Source records

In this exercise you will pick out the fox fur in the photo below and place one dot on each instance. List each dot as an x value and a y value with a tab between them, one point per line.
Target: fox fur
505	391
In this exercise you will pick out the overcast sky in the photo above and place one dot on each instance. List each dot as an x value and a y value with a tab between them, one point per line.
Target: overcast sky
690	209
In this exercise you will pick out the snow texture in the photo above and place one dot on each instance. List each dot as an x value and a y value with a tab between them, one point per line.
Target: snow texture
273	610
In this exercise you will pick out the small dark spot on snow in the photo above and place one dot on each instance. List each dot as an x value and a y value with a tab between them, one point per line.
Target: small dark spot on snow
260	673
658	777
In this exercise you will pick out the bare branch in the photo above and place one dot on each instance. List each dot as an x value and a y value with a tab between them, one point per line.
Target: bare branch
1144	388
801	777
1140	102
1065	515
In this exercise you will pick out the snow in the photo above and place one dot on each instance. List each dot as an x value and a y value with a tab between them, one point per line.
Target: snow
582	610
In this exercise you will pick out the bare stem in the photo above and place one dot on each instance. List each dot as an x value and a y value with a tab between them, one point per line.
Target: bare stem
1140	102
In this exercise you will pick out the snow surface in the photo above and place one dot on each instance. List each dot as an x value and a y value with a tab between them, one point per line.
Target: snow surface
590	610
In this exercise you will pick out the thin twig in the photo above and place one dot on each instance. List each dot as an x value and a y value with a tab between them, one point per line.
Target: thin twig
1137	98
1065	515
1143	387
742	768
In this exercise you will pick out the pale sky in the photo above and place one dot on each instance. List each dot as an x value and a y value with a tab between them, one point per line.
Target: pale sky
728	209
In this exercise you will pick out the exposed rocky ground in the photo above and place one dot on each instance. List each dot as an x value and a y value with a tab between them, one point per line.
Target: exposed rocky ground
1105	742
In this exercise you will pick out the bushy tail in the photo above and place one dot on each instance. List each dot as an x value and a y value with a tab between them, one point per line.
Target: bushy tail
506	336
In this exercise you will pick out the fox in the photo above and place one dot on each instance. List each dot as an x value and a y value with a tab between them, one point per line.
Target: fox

Directions
Where the line containing "In this exercise you will pick out the exposed" appears, start copying, and go on exactly through the last line of the data.

Response to the task
In this exercise you will pick out the exposed rocky ground in the photo above and place one dot on each instance. List each dot as an x value and a y value with a tab between them, one point per line.
Target: exposed rocky ground
1105	742
In this exercise you will pick out the bushy tail in the photo above and place one dot on each instance. List each dot as an x value and a y value with a tab between them, one point per line.
Target: bushy tail
506	336
In this exercise you will pick out the fox in the photo above and place one dot on each instance. List each dot as an x value and a y value with a tab between them, one point per line.
Target: fox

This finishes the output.